╭─ Data shown

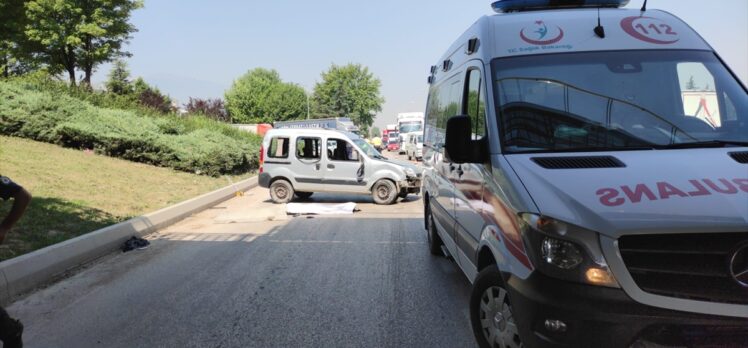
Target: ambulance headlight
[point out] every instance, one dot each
(565, 251)
(560, 253)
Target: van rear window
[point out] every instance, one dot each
(308, 148)
(278, 148)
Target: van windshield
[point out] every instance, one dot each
(411, 127)
(368, 149)
(606, 101)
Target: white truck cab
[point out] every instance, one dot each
(586, 166)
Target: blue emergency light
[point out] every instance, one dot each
(504, 6)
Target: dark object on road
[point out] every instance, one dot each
(135, 243)
(11, 329)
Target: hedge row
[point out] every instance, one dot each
(192, 144)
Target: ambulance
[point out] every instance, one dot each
(586, 193)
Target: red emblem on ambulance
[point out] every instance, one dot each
(539, 34)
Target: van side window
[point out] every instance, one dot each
(341, 150)
(278, 148)
(308, 148)
(474, 105)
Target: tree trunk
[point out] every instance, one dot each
(87, 78)
(70, 64)
(6, 68)
(88, 63)
(71, 74)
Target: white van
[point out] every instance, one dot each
(414, 146)
(300, 162)
(586, 199)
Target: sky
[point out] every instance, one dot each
(194, 48)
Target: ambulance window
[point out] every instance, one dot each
(308, 148)
(474, 103)
(278, 148)
(699, 93)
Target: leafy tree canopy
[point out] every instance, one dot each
(349, 91)
(260, 96)
(79, 34)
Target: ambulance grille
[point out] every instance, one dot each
(686, 266)
(741, 157)
(586, 162)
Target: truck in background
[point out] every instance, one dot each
(337, 123)
(407, 123)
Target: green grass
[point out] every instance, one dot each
(76, 192)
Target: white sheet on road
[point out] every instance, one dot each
(320, 208)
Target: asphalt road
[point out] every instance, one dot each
(243, 274)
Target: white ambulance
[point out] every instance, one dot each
(585, 192)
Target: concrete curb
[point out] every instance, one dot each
(24, 273)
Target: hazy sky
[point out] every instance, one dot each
(197, 48)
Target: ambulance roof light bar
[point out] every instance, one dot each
(506, 6)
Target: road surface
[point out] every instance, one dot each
(243, 274)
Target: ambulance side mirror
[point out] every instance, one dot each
(459, 143)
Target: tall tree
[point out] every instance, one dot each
(349, 91)
(12, 21)
(119, 79)
(79, 34)
(260, 96)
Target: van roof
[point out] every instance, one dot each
(309, 132)
(569, 30)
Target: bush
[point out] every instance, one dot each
(194, 144)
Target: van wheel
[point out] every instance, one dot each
(491, 312)
(435, 242)
(281, 191)
(384, 192)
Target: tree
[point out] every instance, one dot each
(260, 96)
(14, 48)
(79, 34)
(119, 79)
(691, 84)
(349, 91)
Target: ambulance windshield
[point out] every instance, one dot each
(599, 101)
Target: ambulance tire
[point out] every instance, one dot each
(491, 313)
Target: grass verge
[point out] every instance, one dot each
(76, 192)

╰─

• **Short exercise**
Recast the rows above as a Markdown table with the columns No. and Line, numbering each line and skipping any blank ones. Leave the pictures out.

• **Response for this exercise**
| No. | Line |
|---|---|
| 1 | Target: ambulance headlight |
| 2 | [point out] every instance, one dot each |
| 3 | (565, 251) |
| 4 | (560, 253) |
| 5 | Target: van rear window |
| 6 | [point out] every instance, one dot each |
| 7 | (308, 148) |
| 8 | (278, 148) |
| 9 | Target: van windshield |
| 10 | [point out] every instance, one dot each |
| 11 | (411, 127) |
| 12 | (368, 149) |
| 13 | (606, 101) |
| 14 | Target: white truck cab |
| 15 | [point out] every instance, one dot each |
| 16 | (586, 166) |
| 17 | Target: blue emergency light |
| 18 | [point out] every instance, one dot each |
| 19 | (504, 6) |
| 20 | Target: dark object on road |
| 21 | [point out] every instance, one dot each |
| 22 | (135, 243) |
| 23 | (11, 329) |
| 24 | Target: hedge row |
| 25 | [point out] every instance, one dot each |
| 26 | (192, 144) |
| 27 | Target: ambulance |
| 28 | [point out] every instance, one dot each |
| 29 | (586, 193) |
| 30 | Target: red emblem on ambulance |
| 31 | [point out] every instance, one dot each |
| 32 | (539, 34) |
| 33 | Target: van side window |
| 34 | [point out] every instance, one dot each |
| 35 | (341, 150) |
| 36 | (278, 148) |
| 37 | (308, 148) |
| 38 | (474, 105) |
| 39 | Target: tree trunk |
| 40 | [point out] every instance, one dot each |
| 41 | (87, 78) |
| 42 | (70, 64) |
| 43 | (6, 68) |
| 44 | (88, 63) |
| 45 | (71, 74) |
| 46 | Target: white van |
| 47 | [point out] every instance, one dot each |
| 48 | (414, 146) |
| 49 | (300, 162) |
| 50 | (586, 199) |
| 51 | Target: sky |
| 52 | [point out] every instance, one dot each |
| 53 | (194, 48) |
| 54 | Target: ambulance window |
| 55 | [point out] every instance, one dot each |
| 56 | (308, 148) |
| 57 | (474, 103) |
| 58 | (278, 148) |
| 59 | (699, 93) |
| 60 | Target: leafy tree canopy |
| 61 | [point out] every instance, one dot each |
| 62 | (349, 91) |
| 63 | (260, 96) |
| 64 | (79, 34) |
| 65 | Target: ambulance grille |
| 66 | [point out] every instance, one dot each |
| 67 | (686, 266) |
| 68 | (741, 157) |
| 69 | (586, 162) |
| 70 | Target: truck in background |
| 71 | [point out] every instance, one dot each |
| 72 | (337, 123) |
| 73 | (407, 123) |
| 74 | Target: green grass |
| 75 | [point out] every instance, one dot each |
| 76 | (76, 192) |
| 77 | Target: white sheet on road |
| 78 | [point out] every instance, one dot each |
| 79 | (320, 208) |
| 80 | Target: asphalt road |
| 81 | [point out] every instance, one dot each |
| 82 | (243, 274) |
| 83 | Target: white ambulance |
| 84 | [point out] every instance, one dot each |
| 85 | (585, 192) |
| 86 | Target: concrete curb |
| 87 | [point out] every instance, one dot each |
| 88 | (24, 273) |
| 89 | Target: hazy sky |
| 90 | [point out] every instance, one dot each |
| 91 | (197, 48) |
| 92 | Target: ambulance roof light bar |
| 93 | [point out] every instance, one dot each |
| 94 | (506, 6) |
| 95 | Target: road surface |
| 96 | [point out] every instance, one dot each |
| 97 | (243, 274) |
| 98 | Target: ambulance side mirror |
| 99 | [point out] every instance, one dot each |
| 100 | (459, 143) |
| 101 | Target: tall tree |
| 102 | [point out] every instance, one dot each |
| 103 | (349, 91) |
| 104 | (12, 21) |
| 105 | (119, 79) |
| 106 | (79, 34) |
| 107 | (260, 96) |
| 108 | Target: van roof |
| 109 | [point out] every instance, one dot each |
| 110 | (309, 132) |
| 111 | (569, 30) |
| 112 | Target: bush |
| 113 | [point out] every instance, one dot each |
| 114 | (194, 144) |
| 115 | Target: van wheel |
| 116 | [point out] every instance, one dot each |
| 117 | (491, 312) |
| 118 | (435, 242) |
| 119 | (281, 191) |
| 120 | (384, 192) |
| 121 | Target: tree |
| 122 | [point out] every instance, one dot each |
| 123 | (260, 96) |
| 124 | (14, 48) |
| 125 | (79, 34) |
| 126 | (119, 79) |
| 127 | (691, 84) |
| 128 | (349, 91) |
| 129 | Target: ambulance windshield |
| 130 | [point out] every instance, one dot each |
| 131 | (599, 101) |
| 132 | Target: ambulance tire |
| 133 | [point out] every instance, one dot each |
| 134 | (491, 313) |
| 135 | Target: grass verge |
| 136 | [point out] every instance, one dot each |
| 137 | (76, 192) |